Brano di lettura |
>>
In Valle di Susa il confine tra la legalità e l’illegalità sarebbe superato. Le violenze di domenica rappresentano una sconfitta per gli amministratori locali le cui legittime critiche al progetto e richieste di confronto hanno finito per essere travolte dall’incapacità di distinguersi da chi ha costruito la piattaforma della manifestazione sulla parola “assedio”. E dimostrano che non è più possibile la convivenza tra chi intende rappresentare gli interessi delle comunità locali e chi li strumentalizza per finalità di violenza ed illegalità.
Dissentire è legittimo, ma la vergognosa aggressione portata contro le forze dell’ordine e gli operai non è avvenuta per caso, perché è stata chiaramente annunciata e preparata. I fatti di domenica sono la logica conseguenza delle irresponsabili parole d’ordine pronunciate da parte di chi ha invocato l’assedio al cantiere, nonché del clima di paraguerriglia creato da chi ritiene di poter agire al di fuori delle leggi dello stato. Una minoranza fanatica ha “militarizzato” la Valle prima usando linguaggi bellicosi (parlando di «truppe», di «battaglia di tutte le battaglie» o invocando pericolosi parallelismi con i Paesi Baschi), poi erigendo barricate e check point, come se la Valle di Susa fosse una zona “santuario” per la quale le leggi italiane e le decisioni assunte in Europa, nel parlamento, in regione Piemonte e in provincia di Torino non avessero alcuna rilevanza. Questa minoranza fanatica non è interessata al dialogo, ma solo allo scontro e gli amministratori locali non sono mai stati in grado di isolarla e contrastarla.
<<
Da svolgere |
1) Nel brano sulla Valle di Susa, su quale parola è stata costruita la piattaforma della manifestazione?
2) Prosegui il brano sulla Valle di Susa scrivendo ciò che segue la sua ultima frase.

Estratto del materiale |
>>
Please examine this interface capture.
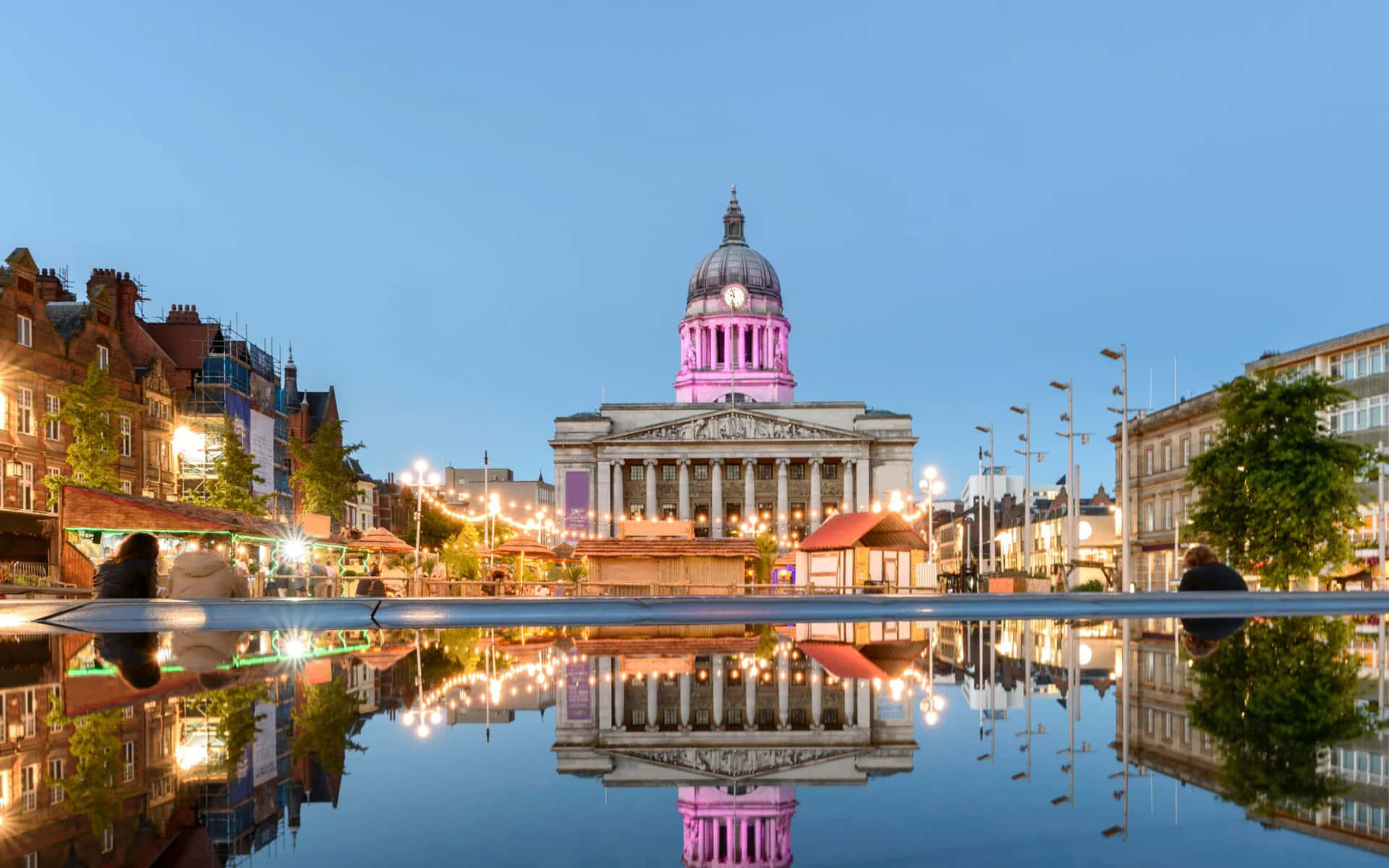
<<
Risposte |
1) Sulla parola "assedio".

2)
Siamo consapevoli delle criticità di un’infrastruttura così imponente e siamo convinti che si debba realizzare nel modo meno impattante per la Valle e i suoi abitanti.
Non siamo di fronte a un’opera che porterà dietro di sé scenari apocalittici, di distruzione ambientale e di perdita di vite umane come qualcuno, in male fede, vuole far credere ai valsusisni. Ci troviamo di fronte a un percorso elaborativo ed approvativo particolarmente garantista ed esiste tutto il tempo per affrontare le questioni più delicate (in particolare la cantierizzazione), se si accetta di discutere del merito e non di condurre uno scontro ideologico. Per questo i sindaci devono accettare un confronto politico e tecnico sulle caratteristiche di questa infrastruttura e sulle sue modalità di realizzazione.
L’avvio dei lavori a Chiomonte per l’allestimento del cantiere del tunnel geognostico ha segnato un punto di non ritorno nella complessa vicenda della realizzazione della Torino-Lione.
Siamo a uno snodo cruciale: o verrà rispettato il cronoprogramma indicato dall’Ue oppure i finanziamenti saranno dirottati altrove e il Piemonte perderà l’occasione per realizzare un’infrastruttura strategica.
Il dibattito intorno al “se” fare l’opera è archiviato da tempo, ora si tratta di dare piena attuazione a quanto promesso, in particolare garantendo la certezza delle risorse finanziarie per le compensazioni, per il trasporto pubblico locale e per gli interventi previsti dal piano strategico.
Grazie al lavoro del Pd in parlamento, il governo ha precisato che il progetto della Torino-Lione non è sottoposto alla nuova norma che riduce dal 5% al 2% le risorse previste per le compensazioni ed ha garantito l’impegno ad aggiungere altrettante risorse per gli interventi previsti in Valle di Susa.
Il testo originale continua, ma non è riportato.